═══ PASSAGE ═══
Grace is given for foreigners.


The Island Club in Singapore is a very prestigious place. The pinnacle of club culture, this sticker cost is over $150,000 per year and the Chinese dining room is known by society around the world. I was shocked when a friend invited our short-term mission team to have lunch with her at that club. Giving the “best behavior” lecture and a short instruction on letting the friend carry the conversation, I was petrified when one of our team members, after chasing an escaped shrimp to the floor, arose with the declaration, “This is the best mission food I have ever eaten.”

Silence filled the room.

10 courses take a long time. The rice is last, to fill in the cracks, and small portions of each course are to be eaten with conversation filling the space between course deliveries. Timing and pace are controlled by the host with a nod of the head. The guest follows the lead of the host saying, “I will follow you,” when asked what you would like next. There are no seconds and everything is wonderful even if it is marinated sea cucumber.

“You don’t need to do that.” The tone was terse and I was stunned.

“I’m sorry.” I quickly apologized not knowing what had happened.

“We don’t say thank you to the servants. It is not our culture.” I was amazed at how serious she was.
═══ PROVIDED INFORMATION ═══
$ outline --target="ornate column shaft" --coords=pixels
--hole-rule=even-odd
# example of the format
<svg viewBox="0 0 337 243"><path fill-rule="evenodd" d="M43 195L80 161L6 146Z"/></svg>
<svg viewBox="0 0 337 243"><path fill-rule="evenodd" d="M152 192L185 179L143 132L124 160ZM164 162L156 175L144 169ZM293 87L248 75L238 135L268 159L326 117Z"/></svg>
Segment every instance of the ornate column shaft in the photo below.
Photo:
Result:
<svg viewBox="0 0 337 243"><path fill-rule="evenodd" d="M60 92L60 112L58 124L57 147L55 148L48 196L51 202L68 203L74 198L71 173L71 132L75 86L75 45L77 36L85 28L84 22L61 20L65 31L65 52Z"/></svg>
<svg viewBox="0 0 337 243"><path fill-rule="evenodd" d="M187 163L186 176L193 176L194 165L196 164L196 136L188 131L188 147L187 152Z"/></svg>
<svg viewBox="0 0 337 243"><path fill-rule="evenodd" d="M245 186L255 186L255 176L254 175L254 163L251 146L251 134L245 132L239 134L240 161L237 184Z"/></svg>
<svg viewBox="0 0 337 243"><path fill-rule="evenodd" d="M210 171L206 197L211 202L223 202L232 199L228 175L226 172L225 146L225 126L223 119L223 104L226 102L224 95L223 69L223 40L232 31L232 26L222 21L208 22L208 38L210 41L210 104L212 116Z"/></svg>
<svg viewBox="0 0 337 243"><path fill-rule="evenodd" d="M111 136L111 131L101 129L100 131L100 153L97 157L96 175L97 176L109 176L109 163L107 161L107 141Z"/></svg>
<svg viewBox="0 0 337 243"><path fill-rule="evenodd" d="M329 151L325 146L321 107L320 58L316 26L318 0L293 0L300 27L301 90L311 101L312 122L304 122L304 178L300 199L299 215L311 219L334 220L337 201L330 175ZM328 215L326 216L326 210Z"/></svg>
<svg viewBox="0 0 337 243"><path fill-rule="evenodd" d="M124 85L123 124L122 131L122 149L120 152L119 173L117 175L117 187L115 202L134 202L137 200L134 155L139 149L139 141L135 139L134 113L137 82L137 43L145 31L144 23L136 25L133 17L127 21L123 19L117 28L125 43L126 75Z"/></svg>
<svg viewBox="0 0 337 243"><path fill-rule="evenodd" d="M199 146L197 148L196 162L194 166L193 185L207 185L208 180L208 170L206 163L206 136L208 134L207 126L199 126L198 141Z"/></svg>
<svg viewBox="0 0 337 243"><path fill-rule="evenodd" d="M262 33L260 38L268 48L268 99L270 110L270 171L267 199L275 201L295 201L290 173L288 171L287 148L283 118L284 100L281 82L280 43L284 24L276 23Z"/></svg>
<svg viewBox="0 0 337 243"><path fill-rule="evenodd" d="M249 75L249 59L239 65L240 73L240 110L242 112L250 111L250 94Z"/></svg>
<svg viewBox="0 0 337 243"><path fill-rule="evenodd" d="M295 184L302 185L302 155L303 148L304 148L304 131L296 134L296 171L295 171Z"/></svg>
═══
> EXERCISE GOAL
Reproduce a section of the passage about lunch at the Island Club word for word. Start at the words "10 courses take" and stop after the words "serious she was.".

> OUTPUT FOR THIS EXERCISE
10 courses take a long time. The rice is last, to fill in the cracks, and small portions of each course are to be eaten with conversation filling the space between course deliveries. Timing and pace are controlled by the host with a nod of the head. The guest follows the lead of the host saying, “I will follow you,” when asked what you would like next. There are no seconds and everything is wonderful even if it is marinated sea cucumber.

“You don’t need to do that.” The tone was terse and I was stunned.

“I’m sorry.” I quickly apologized not knowing what had happened.

“We don’t say thank you to the servants. It is not our culture.” I was amazed at how serious she was.